-------- STORED DATA --------

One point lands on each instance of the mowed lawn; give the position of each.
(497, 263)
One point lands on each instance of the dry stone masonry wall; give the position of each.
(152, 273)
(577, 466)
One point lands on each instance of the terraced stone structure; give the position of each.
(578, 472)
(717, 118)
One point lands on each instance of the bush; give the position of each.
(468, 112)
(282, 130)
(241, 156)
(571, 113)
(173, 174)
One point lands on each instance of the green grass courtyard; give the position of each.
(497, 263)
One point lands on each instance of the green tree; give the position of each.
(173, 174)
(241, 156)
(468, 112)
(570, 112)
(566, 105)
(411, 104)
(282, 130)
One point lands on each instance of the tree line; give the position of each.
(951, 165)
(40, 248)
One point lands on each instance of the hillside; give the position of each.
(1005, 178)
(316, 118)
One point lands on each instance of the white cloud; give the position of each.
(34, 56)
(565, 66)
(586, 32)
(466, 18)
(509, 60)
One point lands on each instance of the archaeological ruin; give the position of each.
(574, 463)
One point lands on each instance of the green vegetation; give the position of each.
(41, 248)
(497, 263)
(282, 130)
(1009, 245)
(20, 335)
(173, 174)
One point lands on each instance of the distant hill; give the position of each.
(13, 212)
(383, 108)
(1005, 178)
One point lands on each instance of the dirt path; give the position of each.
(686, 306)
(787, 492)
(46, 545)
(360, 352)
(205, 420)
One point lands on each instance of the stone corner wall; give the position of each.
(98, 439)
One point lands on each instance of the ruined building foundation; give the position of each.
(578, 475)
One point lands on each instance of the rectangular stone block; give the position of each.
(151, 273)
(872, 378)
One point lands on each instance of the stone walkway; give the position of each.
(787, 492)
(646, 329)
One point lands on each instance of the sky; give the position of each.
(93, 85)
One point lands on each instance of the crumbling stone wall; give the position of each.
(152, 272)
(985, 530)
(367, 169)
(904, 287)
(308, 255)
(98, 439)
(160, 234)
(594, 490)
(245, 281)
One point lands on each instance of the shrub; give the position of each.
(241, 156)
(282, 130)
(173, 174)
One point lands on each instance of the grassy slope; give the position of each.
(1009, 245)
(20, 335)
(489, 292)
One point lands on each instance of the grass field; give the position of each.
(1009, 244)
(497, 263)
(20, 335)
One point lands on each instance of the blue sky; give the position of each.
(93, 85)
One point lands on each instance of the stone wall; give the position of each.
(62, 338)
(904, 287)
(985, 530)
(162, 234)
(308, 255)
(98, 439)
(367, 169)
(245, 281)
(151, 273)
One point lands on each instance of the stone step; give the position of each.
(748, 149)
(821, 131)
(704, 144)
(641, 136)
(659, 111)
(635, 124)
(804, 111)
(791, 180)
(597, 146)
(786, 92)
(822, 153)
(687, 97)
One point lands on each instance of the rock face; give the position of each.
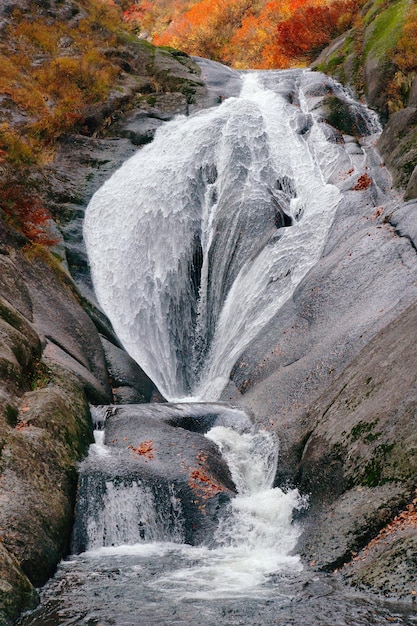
(58, 350)
(335, 373)
(51, 357)
(157, 479)
(365, 60)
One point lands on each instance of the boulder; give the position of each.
(158, 466)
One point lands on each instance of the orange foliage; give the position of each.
(311, 28)
(24, 210)
(363, 182)
(405, 62)
(146, 449)
(262, 34)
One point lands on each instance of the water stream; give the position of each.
(195, 244)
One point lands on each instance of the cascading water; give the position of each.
(195, 244)
(198, 239)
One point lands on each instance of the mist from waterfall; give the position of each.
(198, 240)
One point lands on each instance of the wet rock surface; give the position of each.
(160, 448)
(52, 358)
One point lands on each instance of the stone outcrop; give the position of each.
(58, 351)
(364, 60)
(160, 450)
(334, 374)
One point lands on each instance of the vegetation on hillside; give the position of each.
(263, 34)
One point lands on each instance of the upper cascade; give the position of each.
(198, 239)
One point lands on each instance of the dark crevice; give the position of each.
(403, 236)
(196, 266)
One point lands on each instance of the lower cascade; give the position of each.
(123, 507)
(195, 244)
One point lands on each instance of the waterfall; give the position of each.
(198, 240)
(122, 514)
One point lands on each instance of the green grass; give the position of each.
(382, 35)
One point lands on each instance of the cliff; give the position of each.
(341, 395)
(58, 351)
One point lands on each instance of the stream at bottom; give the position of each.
(246, 574)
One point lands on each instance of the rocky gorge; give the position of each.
(334, 372)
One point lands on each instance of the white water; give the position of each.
(253, 542)
(215, 178)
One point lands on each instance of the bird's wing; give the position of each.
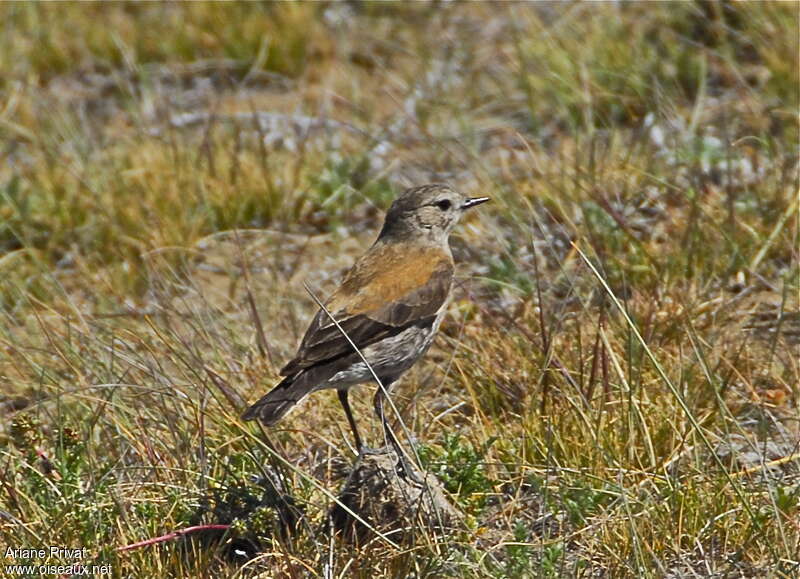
(386, 291)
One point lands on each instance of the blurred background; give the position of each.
(171, 174)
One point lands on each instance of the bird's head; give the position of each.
(428, 212)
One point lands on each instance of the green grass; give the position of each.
(616, 388)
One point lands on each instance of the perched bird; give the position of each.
(389, 306)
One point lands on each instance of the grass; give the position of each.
(615, 390)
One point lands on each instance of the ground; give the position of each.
(615, 390)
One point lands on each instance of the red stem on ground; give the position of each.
(173, 535)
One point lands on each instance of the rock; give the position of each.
(392, 503)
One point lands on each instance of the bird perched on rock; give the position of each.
(389, 307)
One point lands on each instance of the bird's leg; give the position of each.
(403, 468)
(346, 405)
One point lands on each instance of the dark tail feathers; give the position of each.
(277, 402)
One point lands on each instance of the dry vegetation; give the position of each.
(616, 390)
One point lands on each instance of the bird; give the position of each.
(389, 306)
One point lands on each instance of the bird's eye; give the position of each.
(444, 204)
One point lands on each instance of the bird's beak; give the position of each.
(474, 201)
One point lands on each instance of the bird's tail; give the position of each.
(277, 402)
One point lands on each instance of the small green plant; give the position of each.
(460, 467)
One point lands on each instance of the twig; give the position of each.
(173, 535)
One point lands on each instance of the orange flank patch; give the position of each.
(385, 274)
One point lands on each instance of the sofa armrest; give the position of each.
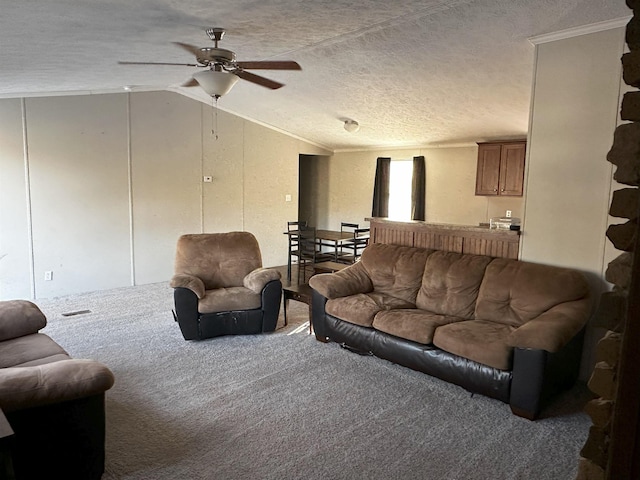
(193, 283)
(348, 281)
(26, 387)
(553, 329)
(258, 278)
(19, 318)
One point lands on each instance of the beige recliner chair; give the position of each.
(220, 287)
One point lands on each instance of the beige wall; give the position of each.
(97, 188)
(574, 115)
(15, 220)
(450, 187)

--------

STATED TASK
Rewrite the items as a numbered list, leaving out blank lines, starting at the line that contains "One point lands on each instance of the beige recliner" and ending at the end of the items.

RESPONSE TO THIS EXERCISE
1. One point lands on each instance of the beige recliner chair; give the position of each.
2. (220, 287)
3. One point lands on each instance of the beige wall; give the position of each.
4. (97, 188)
5. (574, 115)
6. (15, 220)
7. (450, 187)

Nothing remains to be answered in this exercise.